### WORK TO COMPLETE
Your response should consist of the records, reproduced exactly.

[STORED DATA — start]

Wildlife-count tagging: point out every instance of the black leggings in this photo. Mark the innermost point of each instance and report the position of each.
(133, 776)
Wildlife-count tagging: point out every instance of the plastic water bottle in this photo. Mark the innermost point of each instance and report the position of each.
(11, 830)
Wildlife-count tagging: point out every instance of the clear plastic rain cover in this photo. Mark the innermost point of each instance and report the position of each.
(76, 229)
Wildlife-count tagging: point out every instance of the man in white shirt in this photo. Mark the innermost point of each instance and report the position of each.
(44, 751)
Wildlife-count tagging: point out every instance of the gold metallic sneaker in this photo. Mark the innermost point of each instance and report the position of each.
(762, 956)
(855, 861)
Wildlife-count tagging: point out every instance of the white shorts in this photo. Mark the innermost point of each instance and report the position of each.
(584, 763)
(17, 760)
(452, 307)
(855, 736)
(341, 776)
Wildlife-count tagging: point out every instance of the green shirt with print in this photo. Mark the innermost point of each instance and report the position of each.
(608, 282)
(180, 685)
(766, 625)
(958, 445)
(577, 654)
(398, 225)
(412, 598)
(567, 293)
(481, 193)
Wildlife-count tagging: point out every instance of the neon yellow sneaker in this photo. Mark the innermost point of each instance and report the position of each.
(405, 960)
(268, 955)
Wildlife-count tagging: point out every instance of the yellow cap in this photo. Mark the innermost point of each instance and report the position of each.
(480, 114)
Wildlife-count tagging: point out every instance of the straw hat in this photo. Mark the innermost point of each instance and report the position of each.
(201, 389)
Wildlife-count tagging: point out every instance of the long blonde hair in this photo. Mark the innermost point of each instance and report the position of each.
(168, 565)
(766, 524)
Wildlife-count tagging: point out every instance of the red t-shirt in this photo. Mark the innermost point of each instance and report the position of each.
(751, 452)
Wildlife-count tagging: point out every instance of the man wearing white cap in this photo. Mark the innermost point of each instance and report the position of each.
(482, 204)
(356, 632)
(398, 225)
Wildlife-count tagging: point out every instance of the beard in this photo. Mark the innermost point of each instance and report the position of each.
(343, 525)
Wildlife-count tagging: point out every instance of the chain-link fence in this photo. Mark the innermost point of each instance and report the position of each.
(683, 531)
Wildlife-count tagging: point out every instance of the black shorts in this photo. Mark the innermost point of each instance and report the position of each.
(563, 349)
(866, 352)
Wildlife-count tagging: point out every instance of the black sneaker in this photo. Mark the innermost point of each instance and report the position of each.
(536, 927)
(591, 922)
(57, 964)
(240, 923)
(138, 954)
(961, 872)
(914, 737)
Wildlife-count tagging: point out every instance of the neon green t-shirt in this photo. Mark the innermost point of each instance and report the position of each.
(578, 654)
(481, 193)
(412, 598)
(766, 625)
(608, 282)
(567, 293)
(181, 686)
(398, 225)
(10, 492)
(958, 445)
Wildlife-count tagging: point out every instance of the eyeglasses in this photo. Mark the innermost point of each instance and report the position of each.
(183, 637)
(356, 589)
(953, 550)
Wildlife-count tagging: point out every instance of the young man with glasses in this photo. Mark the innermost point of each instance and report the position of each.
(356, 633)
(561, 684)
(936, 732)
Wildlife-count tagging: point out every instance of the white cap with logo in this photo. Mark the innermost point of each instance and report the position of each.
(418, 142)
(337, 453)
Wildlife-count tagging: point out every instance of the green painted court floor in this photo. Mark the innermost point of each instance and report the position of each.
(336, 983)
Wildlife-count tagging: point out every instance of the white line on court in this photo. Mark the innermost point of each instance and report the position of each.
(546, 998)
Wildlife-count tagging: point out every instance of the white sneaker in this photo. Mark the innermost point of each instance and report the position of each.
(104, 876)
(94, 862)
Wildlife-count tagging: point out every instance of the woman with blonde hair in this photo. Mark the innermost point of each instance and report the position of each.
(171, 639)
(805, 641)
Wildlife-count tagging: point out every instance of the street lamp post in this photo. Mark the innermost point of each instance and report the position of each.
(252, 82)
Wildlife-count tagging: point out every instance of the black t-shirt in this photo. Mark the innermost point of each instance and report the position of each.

[STORED DATA — finish]

### ANSWER BOX
Wildlife-count tagging: point out every instance of the black leggings in this photo. Mark the innermost point of each instance and report the position of each.
(133, 776)
Wildlife-count tagging: point out every instance of the plastic water bottle in this photo. Mark the innermost point of each instance and report the position of each.
(11, 830)
Wildlife-count tagging: point out every instance of the clear plastic rain cover in this photo. Mark the innermost point of each instance and report the position of each.
(76, 229)
Wildlife-count tagging: point out every instance of the man in white shirt in this photo. Mark the innermost point of each instance and report the position of each.
(44, 751)
Wildlife-count tagging: point out every instance of the gold metallic sneaker in this photo. Mark the innermost point of each instance and report the position of each.
(762, 956)
(855, 861)
Wildlife-count tagging: point out every instance of the white shorts in this photo. Mark the innermost point of each instance and report the position of each.
(584, 763)
(17, 760)
(452, 307)
(855, 736)
(341, 776)
Wildlife-count tagging: point out every instance of the green shirt with print in this photo. Mark the innermost point of each instance and report the position of each.
(608, 282)
(180, 685)
(766, 625)
(958, 445)
(577, 654)
(398, 225)
(412, 598)
(567, 293)
(481, 193)
Wildlife-count tagging: point out every instance of the neon yellow sneaker in this photo. Mark the innermost point of each instance and report the position of each.
(405, 960)
(268, 955)
Wildlife-count tagging: point out every instance of the yellow cap in this photo. Mark the innermost point of each instance and report the position of each.
(480, 114)
Wildlife-count tagging: point out every instance of the straw hat in this photo. Mark the innermost point of each instance and report the position of each.
(201, 389)
Wildlife-count tagging: point out every instance of the long blonde hair in this photo. Mark the innermost point of each instance and report the position of each.
(168, 565)
(766, 524)
Wildlife-count tagging: point out every instance of the red t-shirt in this photo. Mark the innermost point of each instance and report the position of each.
(751, 452)
Wildlife-count tagging: point out every instance of the man wearing white cap in this photo. Mark the innermost point of each instance and report the position of each.
(482, 204)
(356, 632)
(398, 225)
Wildlife-count tagging: point out every instance of the beard in this photo. Mark the innermost point of each instance and report the position of each.
(343, 525)
Wildlife-count tagging: point out every instance of the chain-link fence in this photo. Mark the innermost point of each instance and report the position of each.
(683, 531)
Wildlife-count tagging: point out every instance of the black shorts in this photo. Mark the innermost point of each instance and report the position of each.
(563, 349)
(866, 352)
Wildlife-count tagging: point out every instance of the black sneaker in this photo. Mark the innermost point of each instance and report the position of each.
(536, 927)
(591, 922)
(57, 964)
(240, 923)
(138, 954)
(961, 872)
(914, 737)
Wildlife-count tagging: point out every instance of the neon green t-shirt in this photo. Mark the innermost point of each instance and report the position of each.
(578, 654)
(481, 193)
(412, 598)
(766, 625)
(608, 282)
(567, 293)
(181, 686)
(398, 225)
(10, 492)
(958, 445)
Wildlife-count tagging: point out every instance of the eyeglasses in this photo. Mark the innermost point of each instance and report the position of each.
(183, 637)
(356, 589)
(953, 550)
Wildlife-count tagging: point out every instance of the young man with glasses in this photo. Mark the innermost point of each instance and report the position of each.
(356, 633)
(561, 684)
(936, 732)
Wildlife-count tagging: point out every instance of the white cap with logo in this photo. Mark the innermost point of each instance and report the position of each.
(418, 142)
(337, 453)
Wildlife-count tagging: point out every instance of the green painted court floor in this photo. Mark the innermost point of each instance and report the position of each.
(336, 983)
Wildlife-count tagging: point out every instance of the white line on court in this photo. Mark the innermost point of each instance and report the position of each.
(546, 998)
Wildlife-count tagging: point out every instance of the white sneaker in this photo. Mark the innermost point of each instance and report the position of each.
(104, 876)
(94, 862)
Wildlife-count tagging: point out every instance of the woman with blonde hair in this photo. Mark the innermost point of each instance and report the position of each.
(171, 639)
(805, 641)
Wildlife-count tagging: point out every instance of the street lamp post in this photo. Mark the innermost point of each instance and report the position of each.
(252, 82)
Wildlife-count tagging: point out every instance of the black t-shirt in this photo. Mark the innermost point of each instance and report the position of each.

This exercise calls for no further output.